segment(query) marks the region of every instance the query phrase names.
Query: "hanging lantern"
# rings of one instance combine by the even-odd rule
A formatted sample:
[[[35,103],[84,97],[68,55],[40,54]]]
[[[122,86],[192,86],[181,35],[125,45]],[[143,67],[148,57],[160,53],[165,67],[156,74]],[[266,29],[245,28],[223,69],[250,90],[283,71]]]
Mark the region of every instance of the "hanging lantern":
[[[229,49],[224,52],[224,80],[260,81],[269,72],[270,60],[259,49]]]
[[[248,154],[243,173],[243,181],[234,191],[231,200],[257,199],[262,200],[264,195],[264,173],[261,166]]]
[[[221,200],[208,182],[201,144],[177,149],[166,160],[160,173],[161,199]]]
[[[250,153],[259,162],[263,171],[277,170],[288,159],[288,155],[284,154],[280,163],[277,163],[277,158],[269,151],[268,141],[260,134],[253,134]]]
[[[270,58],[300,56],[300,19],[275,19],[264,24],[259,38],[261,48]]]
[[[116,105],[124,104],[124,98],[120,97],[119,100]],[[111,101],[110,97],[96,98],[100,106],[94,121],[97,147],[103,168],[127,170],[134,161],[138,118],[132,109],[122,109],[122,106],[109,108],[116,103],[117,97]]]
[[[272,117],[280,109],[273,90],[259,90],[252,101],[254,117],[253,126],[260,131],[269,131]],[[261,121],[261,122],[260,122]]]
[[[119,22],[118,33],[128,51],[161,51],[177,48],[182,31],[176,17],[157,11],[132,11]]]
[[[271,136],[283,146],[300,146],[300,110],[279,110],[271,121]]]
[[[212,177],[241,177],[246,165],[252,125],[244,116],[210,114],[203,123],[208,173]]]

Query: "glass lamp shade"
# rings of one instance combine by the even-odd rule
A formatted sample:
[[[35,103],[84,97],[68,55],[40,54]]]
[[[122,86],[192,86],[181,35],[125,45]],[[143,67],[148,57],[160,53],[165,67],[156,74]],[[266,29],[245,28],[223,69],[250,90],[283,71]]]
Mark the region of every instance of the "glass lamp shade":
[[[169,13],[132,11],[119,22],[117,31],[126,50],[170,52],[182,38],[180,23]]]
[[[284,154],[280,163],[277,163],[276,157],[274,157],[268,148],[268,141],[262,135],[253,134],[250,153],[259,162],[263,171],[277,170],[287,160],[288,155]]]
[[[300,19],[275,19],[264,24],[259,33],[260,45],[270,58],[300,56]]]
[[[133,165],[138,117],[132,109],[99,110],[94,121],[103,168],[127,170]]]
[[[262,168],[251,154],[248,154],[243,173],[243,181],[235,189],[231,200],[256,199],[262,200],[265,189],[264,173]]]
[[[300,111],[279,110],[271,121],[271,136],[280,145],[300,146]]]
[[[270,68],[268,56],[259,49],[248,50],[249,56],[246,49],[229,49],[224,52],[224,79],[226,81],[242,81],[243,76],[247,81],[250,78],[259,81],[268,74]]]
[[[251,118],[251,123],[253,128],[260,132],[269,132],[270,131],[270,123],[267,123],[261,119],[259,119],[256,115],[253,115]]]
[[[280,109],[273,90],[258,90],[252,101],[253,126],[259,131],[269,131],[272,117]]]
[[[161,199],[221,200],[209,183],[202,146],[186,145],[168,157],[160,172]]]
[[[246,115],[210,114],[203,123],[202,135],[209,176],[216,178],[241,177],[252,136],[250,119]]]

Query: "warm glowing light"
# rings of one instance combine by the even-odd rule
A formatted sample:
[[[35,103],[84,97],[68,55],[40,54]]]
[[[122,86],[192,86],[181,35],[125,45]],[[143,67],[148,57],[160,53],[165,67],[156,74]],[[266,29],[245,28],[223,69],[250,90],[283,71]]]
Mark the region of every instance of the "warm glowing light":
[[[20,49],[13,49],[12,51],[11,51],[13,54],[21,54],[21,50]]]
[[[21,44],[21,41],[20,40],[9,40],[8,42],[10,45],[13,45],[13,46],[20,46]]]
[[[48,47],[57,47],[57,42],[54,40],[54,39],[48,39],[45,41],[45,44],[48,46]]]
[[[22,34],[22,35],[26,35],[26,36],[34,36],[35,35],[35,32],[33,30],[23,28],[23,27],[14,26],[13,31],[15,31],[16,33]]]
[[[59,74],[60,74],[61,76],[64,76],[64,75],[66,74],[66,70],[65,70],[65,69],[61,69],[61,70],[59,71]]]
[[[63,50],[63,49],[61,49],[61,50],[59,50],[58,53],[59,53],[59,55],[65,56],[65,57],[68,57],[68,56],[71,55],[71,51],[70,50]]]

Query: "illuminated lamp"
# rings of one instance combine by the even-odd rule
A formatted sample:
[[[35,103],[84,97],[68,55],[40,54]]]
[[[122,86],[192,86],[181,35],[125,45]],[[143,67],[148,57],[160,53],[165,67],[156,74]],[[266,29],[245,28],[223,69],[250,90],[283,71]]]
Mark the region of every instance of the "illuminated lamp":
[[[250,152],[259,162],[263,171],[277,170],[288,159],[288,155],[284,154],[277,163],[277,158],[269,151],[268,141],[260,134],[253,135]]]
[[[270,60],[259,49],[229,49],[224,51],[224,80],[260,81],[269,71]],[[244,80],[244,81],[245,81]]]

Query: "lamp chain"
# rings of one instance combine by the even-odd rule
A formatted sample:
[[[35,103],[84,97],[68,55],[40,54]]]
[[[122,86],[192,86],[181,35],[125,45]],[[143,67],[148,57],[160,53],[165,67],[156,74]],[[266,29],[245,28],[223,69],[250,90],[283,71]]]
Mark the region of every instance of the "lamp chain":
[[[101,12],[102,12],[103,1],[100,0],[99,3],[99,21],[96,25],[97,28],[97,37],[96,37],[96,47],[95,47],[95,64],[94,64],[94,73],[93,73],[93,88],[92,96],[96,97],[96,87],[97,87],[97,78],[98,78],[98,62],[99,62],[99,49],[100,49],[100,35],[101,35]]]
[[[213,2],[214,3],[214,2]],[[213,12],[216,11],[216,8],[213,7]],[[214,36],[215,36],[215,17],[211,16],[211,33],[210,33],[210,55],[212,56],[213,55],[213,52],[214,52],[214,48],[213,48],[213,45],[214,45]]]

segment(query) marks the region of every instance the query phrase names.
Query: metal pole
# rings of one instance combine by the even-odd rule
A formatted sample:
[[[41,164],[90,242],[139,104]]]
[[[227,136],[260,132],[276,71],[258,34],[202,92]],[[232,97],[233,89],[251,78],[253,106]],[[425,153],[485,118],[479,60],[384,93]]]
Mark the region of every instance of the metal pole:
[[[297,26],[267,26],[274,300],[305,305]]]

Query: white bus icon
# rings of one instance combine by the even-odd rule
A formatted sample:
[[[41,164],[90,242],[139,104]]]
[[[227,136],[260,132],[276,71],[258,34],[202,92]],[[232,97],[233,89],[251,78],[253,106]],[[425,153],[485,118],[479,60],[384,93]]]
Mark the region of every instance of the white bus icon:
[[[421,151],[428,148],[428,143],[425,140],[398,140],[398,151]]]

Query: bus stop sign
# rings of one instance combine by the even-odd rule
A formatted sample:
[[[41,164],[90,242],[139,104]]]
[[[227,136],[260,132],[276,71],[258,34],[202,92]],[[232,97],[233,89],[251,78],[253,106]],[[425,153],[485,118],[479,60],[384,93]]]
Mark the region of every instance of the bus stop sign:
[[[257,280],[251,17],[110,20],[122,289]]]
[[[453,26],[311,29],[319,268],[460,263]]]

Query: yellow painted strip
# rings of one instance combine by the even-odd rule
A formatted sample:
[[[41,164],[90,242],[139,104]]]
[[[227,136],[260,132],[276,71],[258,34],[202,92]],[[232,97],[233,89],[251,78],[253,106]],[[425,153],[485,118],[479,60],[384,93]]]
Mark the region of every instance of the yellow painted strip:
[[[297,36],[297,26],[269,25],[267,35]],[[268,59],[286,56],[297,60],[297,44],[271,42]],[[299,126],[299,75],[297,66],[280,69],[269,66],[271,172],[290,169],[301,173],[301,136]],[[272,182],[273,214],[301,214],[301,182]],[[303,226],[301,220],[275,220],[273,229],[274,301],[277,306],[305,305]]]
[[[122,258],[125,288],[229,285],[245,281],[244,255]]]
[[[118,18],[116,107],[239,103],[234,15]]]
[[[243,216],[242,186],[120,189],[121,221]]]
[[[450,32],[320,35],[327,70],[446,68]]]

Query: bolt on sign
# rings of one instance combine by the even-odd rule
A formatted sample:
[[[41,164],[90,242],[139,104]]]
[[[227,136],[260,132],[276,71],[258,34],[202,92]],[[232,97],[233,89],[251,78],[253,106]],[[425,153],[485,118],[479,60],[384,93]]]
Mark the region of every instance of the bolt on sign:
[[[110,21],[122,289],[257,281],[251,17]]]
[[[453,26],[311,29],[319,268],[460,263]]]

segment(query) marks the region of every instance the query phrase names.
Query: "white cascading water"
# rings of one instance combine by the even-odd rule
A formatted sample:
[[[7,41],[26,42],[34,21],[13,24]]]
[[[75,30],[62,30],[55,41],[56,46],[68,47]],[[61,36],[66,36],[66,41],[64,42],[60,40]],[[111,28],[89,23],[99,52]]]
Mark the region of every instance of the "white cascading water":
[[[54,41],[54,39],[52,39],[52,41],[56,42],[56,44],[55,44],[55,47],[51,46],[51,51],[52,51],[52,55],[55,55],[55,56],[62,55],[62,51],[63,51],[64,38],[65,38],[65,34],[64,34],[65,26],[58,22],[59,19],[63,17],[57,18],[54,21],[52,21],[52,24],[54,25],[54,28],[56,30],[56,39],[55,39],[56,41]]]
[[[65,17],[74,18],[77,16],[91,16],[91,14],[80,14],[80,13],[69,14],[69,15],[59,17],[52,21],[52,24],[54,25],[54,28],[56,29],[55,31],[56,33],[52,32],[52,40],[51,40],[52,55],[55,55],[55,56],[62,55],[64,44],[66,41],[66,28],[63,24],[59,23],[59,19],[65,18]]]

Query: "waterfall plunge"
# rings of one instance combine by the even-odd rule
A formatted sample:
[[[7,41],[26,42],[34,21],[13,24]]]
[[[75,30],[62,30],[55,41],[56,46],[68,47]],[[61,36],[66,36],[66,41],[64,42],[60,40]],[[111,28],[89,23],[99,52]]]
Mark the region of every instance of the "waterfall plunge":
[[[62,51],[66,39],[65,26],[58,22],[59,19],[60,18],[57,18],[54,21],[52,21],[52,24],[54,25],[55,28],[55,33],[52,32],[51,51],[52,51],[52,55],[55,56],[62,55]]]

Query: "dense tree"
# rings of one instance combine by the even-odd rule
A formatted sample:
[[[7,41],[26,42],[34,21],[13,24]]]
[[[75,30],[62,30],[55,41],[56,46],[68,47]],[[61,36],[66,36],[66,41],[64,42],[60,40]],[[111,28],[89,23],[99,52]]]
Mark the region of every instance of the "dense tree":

● ● ● ● ● ● ●

I need each line from the listing where the word "dense" occurs.

**WRITTEN ANSWER:**
Query: "dense tree"
Mark the region of every instance of the "dense tree":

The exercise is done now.